• [Problem] From the records that follow, copy every line in which "exact" appears.

= Beginning of Section =

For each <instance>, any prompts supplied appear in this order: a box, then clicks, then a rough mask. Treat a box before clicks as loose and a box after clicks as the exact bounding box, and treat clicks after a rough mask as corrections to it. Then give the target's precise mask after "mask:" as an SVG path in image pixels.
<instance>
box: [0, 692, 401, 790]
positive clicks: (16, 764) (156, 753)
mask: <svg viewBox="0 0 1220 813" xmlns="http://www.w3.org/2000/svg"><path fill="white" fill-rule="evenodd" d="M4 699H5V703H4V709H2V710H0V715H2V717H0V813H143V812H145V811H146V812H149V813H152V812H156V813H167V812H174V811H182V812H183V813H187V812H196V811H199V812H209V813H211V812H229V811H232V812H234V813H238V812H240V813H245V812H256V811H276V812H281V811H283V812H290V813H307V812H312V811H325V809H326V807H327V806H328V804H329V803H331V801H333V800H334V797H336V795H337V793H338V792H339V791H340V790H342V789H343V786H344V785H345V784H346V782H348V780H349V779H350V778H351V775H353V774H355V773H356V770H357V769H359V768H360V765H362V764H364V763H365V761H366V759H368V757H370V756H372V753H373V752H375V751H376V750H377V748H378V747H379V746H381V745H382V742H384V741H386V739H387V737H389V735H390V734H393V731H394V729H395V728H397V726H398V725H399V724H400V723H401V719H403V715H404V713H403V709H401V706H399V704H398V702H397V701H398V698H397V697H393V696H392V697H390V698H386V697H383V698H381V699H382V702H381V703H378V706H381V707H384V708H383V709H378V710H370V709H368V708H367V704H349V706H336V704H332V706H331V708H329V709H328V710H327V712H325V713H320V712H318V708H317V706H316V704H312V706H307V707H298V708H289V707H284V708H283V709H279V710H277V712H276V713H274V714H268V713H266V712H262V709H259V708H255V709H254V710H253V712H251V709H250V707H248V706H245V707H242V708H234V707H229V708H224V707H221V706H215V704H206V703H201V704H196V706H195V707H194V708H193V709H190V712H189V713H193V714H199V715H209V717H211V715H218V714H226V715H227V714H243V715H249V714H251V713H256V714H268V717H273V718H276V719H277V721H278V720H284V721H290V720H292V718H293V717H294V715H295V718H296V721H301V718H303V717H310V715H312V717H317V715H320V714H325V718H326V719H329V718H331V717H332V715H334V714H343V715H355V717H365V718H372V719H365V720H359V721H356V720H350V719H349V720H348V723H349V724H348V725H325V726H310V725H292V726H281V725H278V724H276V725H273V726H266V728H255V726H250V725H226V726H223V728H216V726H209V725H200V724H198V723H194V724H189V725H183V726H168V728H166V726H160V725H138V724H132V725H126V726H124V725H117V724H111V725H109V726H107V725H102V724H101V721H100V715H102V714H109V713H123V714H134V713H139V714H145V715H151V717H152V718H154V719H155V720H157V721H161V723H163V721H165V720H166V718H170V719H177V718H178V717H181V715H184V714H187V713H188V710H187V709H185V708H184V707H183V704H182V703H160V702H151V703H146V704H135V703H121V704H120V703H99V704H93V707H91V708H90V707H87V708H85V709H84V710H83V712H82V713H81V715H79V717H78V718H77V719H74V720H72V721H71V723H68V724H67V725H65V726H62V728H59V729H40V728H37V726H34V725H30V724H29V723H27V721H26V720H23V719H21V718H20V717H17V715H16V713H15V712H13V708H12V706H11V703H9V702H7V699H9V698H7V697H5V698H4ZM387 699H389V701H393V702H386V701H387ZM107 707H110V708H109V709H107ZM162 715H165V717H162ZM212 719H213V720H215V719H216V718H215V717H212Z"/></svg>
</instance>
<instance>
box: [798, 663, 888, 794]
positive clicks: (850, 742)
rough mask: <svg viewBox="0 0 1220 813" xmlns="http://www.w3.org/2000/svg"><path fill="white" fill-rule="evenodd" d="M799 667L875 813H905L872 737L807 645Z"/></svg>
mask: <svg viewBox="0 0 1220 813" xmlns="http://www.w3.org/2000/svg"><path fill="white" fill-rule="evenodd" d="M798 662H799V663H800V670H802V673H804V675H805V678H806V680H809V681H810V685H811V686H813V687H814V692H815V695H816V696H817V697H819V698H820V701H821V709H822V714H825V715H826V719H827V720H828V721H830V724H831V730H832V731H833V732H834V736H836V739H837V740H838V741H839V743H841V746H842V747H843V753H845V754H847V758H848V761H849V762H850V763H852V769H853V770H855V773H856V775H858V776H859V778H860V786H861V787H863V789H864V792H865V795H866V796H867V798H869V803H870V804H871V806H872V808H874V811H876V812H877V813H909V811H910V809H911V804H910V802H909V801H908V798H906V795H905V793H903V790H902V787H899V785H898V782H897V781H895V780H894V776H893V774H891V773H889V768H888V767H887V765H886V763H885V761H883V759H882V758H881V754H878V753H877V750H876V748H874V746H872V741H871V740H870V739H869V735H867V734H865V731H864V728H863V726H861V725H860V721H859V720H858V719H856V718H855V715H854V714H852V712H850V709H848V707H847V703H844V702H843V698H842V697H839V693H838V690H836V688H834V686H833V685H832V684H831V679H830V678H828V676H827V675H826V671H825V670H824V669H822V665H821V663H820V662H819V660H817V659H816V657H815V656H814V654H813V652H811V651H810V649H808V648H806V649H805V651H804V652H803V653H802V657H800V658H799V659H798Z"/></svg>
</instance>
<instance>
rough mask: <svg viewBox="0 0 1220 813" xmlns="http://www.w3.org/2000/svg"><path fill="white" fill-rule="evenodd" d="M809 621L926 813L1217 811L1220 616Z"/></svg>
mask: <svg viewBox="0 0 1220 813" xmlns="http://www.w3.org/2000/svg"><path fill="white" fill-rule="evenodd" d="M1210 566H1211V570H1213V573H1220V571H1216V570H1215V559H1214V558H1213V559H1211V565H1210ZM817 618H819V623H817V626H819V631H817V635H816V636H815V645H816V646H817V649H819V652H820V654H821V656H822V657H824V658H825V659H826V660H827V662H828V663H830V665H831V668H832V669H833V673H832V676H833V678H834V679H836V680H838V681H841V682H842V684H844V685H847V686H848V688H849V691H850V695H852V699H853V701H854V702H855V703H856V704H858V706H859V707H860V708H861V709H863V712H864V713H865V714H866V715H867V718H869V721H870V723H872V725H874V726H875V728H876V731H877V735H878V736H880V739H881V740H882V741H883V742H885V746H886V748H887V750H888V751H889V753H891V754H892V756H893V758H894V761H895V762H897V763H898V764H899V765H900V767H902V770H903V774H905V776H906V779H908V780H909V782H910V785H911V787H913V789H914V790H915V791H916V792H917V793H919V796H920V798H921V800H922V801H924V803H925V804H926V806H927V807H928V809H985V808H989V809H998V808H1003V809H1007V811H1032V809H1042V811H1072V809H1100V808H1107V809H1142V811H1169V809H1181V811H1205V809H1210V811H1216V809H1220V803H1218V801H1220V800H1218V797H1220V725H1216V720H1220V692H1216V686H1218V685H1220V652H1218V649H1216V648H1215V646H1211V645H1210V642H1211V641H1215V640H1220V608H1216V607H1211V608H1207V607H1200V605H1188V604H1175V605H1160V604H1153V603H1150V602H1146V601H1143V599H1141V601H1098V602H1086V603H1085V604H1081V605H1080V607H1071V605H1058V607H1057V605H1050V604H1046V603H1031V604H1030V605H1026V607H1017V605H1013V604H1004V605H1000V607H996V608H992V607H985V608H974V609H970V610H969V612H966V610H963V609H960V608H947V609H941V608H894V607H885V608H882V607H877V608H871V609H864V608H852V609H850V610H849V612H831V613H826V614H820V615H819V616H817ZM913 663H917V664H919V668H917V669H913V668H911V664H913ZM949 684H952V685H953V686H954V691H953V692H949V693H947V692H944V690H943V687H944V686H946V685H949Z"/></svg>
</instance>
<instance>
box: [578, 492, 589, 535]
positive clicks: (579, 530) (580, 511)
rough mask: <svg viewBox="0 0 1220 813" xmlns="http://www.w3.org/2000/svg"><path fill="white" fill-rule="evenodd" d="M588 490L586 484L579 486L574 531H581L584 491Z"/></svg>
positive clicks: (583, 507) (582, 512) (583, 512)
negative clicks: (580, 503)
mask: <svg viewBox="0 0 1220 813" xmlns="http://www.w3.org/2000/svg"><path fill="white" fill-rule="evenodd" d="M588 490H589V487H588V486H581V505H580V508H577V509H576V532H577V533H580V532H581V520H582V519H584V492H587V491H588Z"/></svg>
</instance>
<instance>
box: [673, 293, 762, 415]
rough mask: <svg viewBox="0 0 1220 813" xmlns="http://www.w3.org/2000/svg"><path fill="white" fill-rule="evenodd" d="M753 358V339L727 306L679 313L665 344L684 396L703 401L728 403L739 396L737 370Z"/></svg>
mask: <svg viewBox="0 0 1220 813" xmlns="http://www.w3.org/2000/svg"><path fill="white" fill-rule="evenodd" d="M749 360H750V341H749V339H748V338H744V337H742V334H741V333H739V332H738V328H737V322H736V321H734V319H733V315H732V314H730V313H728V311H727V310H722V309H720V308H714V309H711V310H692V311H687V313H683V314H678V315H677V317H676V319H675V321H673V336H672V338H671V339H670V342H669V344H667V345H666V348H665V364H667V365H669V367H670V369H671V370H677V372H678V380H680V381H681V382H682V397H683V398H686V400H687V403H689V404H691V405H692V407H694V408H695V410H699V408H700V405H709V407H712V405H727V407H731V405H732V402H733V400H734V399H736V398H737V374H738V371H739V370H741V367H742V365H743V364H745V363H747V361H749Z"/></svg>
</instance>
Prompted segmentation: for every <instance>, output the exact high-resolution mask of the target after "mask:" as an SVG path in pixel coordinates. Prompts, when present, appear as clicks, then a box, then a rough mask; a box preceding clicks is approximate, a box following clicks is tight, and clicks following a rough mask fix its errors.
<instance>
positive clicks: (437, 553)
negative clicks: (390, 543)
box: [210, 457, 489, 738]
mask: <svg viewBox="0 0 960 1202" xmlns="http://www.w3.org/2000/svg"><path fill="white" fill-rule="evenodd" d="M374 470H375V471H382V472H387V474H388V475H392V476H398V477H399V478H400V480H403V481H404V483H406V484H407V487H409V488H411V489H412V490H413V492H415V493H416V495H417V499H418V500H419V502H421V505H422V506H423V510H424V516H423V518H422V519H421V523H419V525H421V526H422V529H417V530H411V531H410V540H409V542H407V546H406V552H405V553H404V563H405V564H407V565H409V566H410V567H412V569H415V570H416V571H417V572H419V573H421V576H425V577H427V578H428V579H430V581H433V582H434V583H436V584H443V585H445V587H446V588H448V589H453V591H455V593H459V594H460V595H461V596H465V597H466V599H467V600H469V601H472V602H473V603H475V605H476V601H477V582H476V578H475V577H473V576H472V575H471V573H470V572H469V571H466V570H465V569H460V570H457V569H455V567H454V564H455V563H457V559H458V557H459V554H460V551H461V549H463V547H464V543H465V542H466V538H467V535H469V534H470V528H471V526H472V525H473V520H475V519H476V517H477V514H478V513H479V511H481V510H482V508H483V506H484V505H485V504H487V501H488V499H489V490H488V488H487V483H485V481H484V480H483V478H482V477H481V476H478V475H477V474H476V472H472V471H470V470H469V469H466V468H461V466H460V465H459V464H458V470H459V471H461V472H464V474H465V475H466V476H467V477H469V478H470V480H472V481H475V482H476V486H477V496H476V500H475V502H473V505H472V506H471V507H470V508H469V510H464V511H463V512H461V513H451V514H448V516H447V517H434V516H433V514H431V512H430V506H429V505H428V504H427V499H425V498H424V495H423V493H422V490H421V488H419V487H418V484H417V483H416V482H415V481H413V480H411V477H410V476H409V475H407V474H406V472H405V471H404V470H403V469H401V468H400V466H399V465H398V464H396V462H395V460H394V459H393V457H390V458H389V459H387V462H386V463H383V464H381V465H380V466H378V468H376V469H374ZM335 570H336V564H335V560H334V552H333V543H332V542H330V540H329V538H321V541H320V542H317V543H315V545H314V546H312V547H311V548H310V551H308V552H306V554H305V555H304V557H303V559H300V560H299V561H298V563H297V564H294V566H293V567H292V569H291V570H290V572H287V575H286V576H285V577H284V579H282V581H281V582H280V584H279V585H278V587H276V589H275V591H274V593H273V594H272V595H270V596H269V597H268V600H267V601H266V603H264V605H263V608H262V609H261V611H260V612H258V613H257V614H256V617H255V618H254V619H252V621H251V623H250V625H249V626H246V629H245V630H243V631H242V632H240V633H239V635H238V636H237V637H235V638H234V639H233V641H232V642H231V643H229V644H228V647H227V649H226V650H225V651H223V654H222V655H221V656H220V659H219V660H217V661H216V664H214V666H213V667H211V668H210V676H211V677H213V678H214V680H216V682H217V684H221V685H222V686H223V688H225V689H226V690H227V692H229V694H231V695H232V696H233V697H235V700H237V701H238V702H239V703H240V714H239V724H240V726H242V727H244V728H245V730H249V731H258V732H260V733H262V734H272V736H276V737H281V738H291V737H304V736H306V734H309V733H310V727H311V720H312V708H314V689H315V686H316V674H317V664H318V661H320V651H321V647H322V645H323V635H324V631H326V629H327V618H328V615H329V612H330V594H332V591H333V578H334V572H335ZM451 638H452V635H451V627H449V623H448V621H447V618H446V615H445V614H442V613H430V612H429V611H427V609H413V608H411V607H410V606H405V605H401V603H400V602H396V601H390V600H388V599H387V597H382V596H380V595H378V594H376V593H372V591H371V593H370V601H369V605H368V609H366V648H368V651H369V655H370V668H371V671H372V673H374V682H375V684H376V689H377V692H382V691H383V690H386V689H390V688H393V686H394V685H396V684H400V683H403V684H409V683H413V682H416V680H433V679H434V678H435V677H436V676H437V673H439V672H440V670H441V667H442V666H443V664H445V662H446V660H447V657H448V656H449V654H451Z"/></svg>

= End of Section =

• [Response]
For each <instance>, any prompts supplied appear in this order: a box, then clicks, then a rough mask. Treat a box before clicks as loose and a box after clicks as the exact bounding box, and treat clicks after a rough mask as corrections to it. Then give the target's precise mask after "mask:" as an SVG path in image pixels.
Prompted segmentation: for every <instance>, output the exact high-resolution mask of the target after "mask:" as an SVG path in pixel coordinates. Prompts, when present, appear as clicks, then a box, then a rough mask; a box preceding clicks is approximate, a box following clicks is tight, and clicks following a rough mask fix its errors.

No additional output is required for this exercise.